| TEXT PROVIDED |
=== Begin Enclosure ===

Considering the circumstances of the case as adduced by the evidence of the prosecution and defense, the Court is of the opinion and so holds that the accused had sexual intercourse with the complaining girl although there was no violence nor intimidation which preceded the sexual intercourse. The Court, however, takes into consideration the observation it made on the complaining witness that she was 13 years old, a moron, who answers questions in monosyllables as truly reflected in the manifestation of the private prosecutor:jgc:chanrobles.com.ph

"Before we proceed with the examination of the complaining witness, we beg the kind indulgence of this Honorable Court to be patient and understanding in her demeanor. In her, we find her sometimes difficult to communicate. While she answers intelligently, she uses one, two or three words and she does not look at the examiner. If she is advised to speak louder, she will just continue which could tax the patience of the examining counsel. Oftentimes she does not answer questions at all and we have no way of knowing whether she understands the question at all. According to the mother this is the usual behavior of the complainant in their house.

In this connection, we pray that in some instance we be permitted to ask leading questions to this witness as she sometimes answer only by yes or no.’

"Although the complaining witness was, at the time of the alleged rape of the mentality she was then, that is moron and deeply unintelligent, the Court can not consider this as an element to define the act committed by the accused on the complaining witness within the purview of rape. At most, the accused is guilty, as the Court finds him, beyond reasonable doubt of the crime of Qualified Seduction punished under Article 337 which provides that the seduction of a virgin over 12 years and under 18 years of age, committed by any person in public authority, etc. etc., and the accused taking advantage of and having the girl in his custody, succeeded in having sexual commerce with her; . . . (Original Records, pp. 92-94)

We agree with the trial court’s findings that sexual intercourse took place between the accused-petitioner and complainant Leonida Dagohoy in the manner that Leonida narrated in court. It is inconceivable that a 13 year old mentally deficient girl could create such a story and implicate the accused-petitioner who at that time was a police officer and the father of a friend. There is no evidence on record which could show evil motive on her part that she could, despite her mental incapacity, accuse the petitioner of such a heinous crime as rape. The record shows that the two of them, were really together just about the time the incident happened and that the ABC Hall, where the crime was committed was an annex of the municipal building. Hence, Accused-petitioner could have easily gone to the municipal building after the incident, earlier than Patrolman Apos, who admittedly was behind Leonida and the accused-petitioner on their way to the municipal building.

=== End Enclosure ===

| TASKS TO COMPLETE |
1) According to the court ruling, under which article is the crime of Qualified Seduction punished?
2) Translate this sentence from the court ruling into Spanish: "According to the mother this is the usual behavior of the complainant in their house."
3) Decide whether each statement agrees with the court ruling. Answer yes or no and quote the words that decide it. (a) The complaining witness was 13 years old. (b) The trial court found that violence preceded the sexual intercourse. (c) The ABC Hall was an annex of the municipal building.

| DATA EXCERPTS |
=== Begin Enclosure ===

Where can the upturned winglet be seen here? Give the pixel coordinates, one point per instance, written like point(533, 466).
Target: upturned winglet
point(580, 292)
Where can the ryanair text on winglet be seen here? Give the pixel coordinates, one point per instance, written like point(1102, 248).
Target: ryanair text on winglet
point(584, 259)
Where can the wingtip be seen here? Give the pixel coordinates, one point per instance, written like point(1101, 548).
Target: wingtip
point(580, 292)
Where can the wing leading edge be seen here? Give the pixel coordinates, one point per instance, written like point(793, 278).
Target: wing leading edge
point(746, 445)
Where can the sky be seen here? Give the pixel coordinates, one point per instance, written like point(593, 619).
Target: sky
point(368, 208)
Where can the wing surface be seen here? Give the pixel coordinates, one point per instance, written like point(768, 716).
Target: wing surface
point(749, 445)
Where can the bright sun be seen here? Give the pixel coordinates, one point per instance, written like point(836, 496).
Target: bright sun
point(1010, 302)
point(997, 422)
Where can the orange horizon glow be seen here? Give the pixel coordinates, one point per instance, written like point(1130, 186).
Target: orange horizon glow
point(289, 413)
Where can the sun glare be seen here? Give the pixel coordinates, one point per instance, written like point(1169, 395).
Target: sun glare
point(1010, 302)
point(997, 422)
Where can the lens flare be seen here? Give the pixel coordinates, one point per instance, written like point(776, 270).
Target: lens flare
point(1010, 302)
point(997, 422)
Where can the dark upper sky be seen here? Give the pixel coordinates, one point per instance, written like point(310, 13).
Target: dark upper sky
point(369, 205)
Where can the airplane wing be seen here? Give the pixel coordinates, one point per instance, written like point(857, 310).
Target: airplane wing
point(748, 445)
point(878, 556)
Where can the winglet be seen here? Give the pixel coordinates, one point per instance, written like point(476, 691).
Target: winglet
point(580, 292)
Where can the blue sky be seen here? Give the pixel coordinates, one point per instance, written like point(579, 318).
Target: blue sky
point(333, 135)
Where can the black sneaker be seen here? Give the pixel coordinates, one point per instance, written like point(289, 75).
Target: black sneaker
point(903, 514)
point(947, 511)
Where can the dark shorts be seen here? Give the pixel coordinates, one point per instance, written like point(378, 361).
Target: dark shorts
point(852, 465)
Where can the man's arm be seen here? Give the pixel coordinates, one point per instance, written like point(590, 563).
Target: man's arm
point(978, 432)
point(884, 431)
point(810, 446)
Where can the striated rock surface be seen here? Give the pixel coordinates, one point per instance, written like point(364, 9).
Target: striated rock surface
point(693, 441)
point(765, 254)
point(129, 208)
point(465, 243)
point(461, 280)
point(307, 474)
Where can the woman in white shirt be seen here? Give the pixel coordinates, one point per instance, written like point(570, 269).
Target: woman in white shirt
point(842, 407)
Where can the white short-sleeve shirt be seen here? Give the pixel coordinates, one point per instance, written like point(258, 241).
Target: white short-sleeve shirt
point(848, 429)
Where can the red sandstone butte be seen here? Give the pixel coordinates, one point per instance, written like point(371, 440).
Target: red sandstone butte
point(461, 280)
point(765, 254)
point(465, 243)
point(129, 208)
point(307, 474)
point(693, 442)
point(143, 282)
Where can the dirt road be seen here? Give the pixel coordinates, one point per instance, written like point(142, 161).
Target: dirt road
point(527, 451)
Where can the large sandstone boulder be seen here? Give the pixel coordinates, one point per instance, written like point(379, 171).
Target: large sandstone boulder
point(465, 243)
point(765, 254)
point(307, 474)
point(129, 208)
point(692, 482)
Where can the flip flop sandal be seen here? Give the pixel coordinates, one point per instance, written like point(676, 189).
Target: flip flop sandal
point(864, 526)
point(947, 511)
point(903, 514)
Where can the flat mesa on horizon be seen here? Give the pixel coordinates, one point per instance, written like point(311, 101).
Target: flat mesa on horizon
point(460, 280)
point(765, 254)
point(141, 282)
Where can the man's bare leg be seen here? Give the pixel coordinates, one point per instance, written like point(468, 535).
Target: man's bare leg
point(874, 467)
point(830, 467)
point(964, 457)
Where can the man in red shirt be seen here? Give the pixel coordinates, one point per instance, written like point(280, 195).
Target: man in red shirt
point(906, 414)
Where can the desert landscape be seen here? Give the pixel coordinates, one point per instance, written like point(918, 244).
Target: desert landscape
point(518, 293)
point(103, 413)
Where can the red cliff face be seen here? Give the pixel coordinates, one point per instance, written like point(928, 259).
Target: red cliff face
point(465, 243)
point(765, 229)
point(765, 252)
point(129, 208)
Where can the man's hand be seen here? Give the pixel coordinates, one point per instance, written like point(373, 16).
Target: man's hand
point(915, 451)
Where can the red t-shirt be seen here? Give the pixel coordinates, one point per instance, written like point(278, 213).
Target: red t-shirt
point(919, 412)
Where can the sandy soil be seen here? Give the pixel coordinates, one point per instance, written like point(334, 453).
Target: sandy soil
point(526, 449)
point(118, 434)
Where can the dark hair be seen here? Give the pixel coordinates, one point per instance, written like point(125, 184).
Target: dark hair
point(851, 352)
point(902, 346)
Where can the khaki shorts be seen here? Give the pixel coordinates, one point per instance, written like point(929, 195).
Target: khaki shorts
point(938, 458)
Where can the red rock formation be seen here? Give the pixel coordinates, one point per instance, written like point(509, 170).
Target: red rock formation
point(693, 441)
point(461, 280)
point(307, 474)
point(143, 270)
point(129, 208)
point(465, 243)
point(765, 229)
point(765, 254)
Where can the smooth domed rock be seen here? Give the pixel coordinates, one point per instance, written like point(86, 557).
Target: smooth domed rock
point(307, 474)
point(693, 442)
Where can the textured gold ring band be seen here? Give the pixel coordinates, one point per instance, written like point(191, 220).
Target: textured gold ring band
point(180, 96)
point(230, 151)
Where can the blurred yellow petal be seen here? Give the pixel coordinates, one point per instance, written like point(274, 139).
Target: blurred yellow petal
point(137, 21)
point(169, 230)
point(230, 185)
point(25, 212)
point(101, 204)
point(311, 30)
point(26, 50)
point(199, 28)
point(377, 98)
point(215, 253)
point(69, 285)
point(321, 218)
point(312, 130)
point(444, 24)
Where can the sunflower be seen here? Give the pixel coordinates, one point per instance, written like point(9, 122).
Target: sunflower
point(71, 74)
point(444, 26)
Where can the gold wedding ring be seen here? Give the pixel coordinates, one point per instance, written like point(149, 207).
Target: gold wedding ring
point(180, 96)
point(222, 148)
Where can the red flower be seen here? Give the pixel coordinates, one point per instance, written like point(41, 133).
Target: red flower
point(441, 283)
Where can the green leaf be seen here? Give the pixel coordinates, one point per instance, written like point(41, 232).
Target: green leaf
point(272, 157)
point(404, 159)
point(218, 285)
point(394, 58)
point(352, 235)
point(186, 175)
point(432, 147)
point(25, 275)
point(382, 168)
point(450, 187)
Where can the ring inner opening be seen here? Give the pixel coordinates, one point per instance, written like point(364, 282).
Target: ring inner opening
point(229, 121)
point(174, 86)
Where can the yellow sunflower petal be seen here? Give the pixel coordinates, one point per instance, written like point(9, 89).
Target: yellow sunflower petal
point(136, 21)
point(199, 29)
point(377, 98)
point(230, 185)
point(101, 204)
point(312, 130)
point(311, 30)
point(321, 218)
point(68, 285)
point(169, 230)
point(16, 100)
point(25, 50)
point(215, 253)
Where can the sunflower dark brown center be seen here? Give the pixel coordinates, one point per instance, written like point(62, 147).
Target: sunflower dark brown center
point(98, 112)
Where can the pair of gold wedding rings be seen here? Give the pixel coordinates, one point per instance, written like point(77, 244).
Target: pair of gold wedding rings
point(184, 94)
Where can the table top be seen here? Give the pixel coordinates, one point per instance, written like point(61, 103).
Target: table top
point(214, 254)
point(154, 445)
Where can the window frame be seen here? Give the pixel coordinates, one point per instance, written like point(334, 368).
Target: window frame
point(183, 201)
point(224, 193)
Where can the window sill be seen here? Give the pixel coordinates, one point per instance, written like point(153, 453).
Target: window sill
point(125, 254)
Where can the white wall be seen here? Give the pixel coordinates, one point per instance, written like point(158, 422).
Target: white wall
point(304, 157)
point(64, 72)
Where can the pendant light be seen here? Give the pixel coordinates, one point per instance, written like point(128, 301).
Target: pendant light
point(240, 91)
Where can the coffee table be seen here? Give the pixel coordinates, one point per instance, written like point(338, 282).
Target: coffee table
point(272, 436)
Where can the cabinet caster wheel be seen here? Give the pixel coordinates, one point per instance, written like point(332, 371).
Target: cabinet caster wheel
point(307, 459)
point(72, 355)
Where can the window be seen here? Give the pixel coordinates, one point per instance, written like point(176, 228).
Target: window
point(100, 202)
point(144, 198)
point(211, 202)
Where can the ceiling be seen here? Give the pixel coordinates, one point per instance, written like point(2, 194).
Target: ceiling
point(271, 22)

=== End Enclosure ===

| LIST OF ANSWERS |
1) Article 337

2) Según la madre, este es el comportamiento habitual de la denunciante en su casa.

3)
(a) Yes: "she was 13 years old, a moron"
(b) No: "there was no violence nor intimidation which preceded the sexual intercourse"
(c) Yes: "the ABC Hall, where the crime was committed was an annex of the municipal building"